▶ _About this task_
Which lines of the data contain the string "paper"? Show each of them.

▶ _Records for processing_
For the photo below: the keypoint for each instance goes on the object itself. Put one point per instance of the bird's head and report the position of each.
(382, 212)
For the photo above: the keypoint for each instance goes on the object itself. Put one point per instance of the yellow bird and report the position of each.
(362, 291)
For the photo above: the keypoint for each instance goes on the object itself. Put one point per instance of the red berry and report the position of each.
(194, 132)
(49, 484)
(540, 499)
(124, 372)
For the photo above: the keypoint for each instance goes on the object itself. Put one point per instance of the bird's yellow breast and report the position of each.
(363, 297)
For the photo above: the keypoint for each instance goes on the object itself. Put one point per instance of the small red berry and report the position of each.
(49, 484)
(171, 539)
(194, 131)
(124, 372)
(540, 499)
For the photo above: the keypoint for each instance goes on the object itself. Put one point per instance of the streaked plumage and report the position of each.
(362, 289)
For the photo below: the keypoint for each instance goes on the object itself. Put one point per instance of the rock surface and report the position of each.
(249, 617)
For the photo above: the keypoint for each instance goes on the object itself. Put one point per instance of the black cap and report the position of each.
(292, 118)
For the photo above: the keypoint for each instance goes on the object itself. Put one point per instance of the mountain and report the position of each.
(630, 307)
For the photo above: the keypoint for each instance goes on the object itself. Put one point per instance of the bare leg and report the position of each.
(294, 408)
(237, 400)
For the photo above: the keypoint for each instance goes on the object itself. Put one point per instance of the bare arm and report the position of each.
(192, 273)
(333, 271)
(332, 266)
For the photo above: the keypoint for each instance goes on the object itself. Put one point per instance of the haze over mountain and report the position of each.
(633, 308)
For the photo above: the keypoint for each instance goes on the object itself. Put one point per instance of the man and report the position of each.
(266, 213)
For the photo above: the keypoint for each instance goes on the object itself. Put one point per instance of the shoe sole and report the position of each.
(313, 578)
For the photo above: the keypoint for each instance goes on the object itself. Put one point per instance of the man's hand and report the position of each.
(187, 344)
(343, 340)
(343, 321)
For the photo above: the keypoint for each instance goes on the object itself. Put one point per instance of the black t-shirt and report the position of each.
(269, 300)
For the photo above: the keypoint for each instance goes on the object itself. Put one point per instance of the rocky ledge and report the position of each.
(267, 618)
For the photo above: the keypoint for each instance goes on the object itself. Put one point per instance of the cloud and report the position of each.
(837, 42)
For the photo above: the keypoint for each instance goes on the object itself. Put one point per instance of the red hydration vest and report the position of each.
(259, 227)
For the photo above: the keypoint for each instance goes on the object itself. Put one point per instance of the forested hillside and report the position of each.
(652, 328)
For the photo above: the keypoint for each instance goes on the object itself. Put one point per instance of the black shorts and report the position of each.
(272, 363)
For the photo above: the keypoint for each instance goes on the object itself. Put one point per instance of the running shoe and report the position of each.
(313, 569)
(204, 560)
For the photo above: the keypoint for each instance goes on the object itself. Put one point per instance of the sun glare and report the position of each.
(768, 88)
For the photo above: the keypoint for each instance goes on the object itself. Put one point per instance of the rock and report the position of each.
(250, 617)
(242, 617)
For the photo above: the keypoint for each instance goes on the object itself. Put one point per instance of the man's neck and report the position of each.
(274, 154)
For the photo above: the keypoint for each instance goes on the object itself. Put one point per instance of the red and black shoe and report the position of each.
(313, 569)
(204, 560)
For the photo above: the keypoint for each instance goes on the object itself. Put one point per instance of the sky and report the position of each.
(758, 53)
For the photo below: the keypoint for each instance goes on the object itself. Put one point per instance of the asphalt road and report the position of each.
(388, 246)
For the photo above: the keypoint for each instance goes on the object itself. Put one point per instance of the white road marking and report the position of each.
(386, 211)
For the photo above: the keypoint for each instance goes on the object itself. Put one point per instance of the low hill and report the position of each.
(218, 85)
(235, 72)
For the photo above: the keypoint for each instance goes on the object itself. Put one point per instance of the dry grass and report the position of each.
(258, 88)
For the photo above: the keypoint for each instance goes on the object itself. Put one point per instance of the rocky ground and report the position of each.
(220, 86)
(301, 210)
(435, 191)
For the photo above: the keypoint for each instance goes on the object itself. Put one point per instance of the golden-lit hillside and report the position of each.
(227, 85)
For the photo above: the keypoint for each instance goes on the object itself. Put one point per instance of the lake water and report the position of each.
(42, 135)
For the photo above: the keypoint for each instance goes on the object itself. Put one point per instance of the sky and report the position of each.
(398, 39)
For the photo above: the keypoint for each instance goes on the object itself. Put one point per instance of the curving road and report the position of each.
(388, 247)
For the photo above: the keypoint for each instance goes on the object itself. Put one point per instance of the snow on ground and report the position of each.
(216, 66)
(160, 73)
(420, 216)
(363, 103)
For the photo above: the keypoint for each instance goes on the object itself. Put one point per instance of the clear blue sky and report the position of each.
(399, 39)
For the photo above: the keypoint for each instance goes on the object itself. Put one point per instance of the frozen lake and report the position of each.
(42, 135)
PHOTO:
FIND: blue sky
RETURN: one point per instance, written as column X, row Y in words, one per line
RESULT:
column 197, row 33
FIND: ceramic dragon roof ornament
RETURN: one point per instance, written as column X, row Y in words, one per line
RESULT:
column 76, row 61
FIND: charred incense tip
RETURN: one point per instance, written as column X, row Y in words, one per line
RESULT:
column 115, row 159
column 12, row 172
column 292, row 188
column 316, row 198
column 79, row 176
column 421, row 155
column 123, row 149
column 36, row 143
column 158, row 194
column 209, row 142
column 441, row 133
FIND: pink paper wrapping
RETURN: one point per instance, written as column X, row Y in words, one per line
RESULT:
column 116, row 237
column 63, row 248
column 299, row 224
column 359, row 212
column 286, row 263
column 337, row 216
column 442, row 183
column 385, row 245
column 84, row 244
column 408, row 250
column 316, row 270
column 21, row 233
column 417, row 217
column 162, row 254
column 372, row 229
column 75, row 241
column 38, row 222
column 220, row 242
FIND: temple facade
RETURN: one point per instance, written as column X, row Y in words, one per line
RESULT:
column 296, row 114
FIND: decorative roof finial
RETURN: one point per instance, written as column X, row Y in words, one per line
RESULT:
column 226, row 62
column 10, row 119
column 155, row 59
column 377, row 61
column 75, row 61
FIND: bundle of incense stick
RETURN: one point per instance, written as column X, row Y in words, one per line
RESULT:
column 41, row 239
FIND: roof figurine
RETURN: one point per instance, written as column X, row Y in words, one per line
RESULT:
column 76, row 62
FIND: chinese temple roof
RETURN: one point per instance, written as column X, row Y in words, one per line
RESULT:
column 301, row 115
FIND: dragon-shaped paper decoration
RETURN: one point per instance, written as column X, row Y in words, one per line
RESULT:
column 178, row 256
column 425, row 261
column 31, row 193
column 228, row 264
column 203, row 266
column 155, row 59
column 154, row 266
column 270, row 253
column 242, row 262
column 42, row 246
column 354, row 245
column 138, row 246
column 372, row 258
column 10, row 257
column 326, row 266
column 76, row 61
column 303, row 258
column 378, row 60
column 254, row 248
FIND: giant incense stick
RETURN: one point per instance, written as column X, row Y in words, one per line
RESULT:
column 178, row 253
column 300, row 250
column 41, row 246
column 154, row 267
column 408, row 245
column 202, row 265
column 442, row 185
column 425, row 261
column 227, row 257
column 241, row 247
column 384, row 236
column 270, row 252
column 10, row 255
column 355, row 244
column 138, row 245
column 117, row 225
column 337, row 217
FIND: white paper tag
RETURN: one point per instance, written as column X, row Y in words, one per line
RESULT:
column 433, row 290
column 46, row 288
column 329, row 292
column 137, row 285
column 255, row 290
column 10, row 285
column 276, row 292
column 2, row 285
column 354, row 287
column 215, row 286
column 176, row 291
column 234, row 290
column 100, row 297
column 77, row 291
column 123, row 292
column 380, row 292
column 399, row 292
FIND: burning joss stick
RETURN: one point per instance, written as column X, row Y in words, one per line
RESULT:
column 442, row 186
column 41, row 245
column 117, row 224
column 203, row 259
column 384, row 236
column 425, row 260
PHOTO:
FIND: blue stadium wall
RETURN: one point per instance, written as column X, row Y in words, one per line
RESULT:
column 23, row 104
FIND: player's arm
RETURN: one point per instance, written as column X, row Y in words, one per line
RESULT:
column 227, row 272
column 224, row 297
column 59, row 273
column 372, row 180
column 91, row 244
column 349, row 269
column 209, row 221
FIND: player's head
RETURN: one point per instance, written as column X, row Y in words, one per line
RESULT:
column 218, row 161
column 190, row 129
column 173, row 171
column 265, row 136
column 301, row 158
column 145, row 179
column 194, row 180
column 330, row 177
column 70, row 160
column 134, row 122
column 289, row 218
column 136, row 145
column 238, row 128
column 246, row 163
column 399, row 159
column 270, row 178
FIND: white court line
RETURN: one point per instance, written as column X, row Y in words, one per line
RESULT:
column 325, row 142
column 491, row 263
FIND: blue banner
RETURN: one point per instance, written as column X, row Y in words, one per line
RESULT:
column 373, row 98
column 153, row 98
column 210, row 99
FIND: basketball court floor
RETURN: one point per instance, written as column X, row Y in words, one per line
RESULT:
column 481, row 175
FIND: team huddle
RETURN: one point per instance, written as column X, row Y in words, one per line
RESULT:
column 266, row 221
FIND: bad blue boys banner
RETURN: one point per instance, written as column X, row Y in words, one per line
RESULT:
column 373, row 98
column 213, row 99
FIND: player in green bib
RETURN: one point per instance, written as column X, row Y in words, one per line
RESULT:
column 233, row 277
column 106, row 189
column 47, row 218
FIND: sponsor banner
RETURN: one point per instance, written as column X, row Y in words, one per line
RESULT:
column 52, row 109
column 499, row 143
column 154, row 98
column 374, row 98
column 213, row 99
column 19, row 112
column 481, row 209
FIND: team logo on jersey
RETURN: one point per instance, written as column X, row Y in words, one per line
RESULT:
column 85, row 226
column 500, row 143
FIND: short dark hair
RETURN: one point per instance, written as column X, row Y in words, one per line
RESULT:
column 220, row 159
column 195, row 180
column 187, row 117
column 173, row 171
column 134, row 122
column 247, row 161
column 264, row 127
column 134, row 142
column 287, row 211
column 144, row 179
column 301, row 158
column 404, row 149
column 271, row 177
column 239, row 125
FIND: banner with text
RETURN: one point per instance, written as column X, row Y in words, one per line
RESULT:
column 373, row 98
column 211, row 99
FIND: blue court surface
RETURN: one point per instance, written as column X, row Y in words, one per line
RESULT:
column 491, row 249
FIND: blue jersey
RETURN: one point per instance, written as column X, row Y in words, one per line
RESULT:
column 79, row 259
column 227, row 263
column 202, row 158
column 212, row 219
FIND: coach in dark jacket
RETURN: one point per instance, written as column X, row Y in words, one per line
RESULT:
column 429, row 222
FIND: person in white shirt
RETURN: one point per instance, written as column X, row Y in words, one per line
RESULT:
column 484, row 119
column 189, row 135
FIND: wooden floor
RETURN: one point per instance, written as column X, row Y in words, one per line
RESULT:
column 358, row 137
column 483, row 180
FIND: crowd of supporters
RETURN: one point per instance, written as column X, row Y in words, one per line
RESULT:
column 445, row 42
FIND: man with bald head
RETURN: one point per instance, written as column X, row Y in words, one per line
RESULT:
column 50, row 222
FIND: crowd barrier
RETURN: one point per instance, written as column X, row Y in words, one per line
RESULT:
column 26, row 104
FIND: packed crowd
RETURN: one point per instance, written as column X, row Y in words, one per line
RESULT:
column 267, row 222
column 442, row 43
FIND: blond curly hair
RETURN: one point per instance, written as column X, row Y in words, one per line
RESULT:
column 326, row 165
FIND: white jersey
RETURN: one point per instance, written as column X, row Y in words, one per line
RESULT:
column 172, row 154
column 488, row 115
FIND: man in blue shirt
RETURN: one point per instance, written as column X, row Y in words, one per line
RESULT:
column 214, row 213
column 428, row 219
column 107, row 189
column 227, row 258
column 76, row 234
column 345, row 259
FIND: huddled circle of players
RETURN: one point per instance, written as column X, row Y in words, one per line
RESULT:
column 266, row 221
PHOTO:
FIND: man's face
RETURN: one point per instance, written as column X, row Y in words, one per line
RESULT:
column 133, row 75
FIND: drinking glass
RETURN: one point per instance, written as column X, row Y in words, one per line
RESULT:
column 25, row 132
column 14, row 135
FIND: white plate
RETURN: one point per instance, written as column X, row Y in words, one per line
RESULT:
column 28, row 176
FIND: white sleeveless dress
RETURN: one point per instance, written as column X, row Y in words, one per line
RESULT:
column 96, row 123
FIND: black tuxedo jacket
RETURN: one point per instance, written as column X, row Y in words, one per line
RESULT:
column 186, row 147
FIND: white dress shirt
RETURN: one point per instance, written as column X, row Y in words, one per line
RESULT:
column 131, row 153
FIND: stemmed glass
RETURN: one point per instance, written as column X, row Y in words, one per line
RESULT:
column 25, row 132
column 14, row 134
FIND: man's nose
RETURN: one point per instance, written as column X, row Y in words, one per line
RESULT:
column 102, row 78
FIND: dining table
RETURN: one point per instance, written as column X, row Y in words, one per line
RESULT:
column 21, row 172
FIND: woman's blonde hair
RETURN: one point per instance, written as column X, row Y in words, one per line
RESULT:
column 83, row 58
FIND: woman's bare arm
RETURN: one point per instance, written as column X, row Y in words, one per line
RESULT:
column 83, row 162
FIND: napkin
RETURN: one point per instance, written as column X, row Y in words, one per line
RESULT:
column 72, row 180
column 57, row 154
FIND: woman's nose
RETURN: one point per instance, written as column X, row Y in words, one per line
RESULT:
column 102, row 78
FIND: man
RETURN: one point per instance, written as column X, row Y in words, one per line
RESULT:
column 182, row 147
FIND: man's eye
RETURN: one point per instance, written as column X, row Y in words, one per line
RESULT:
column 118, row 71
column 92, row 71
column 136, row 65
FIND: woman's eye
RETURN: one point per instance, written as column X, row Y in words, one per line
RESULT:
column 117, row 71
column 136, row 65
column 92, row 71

▶ _Answer below_
FIND: pink paper wrapping
FIND: dragon-shaped paper decoration
FIND: white paper tag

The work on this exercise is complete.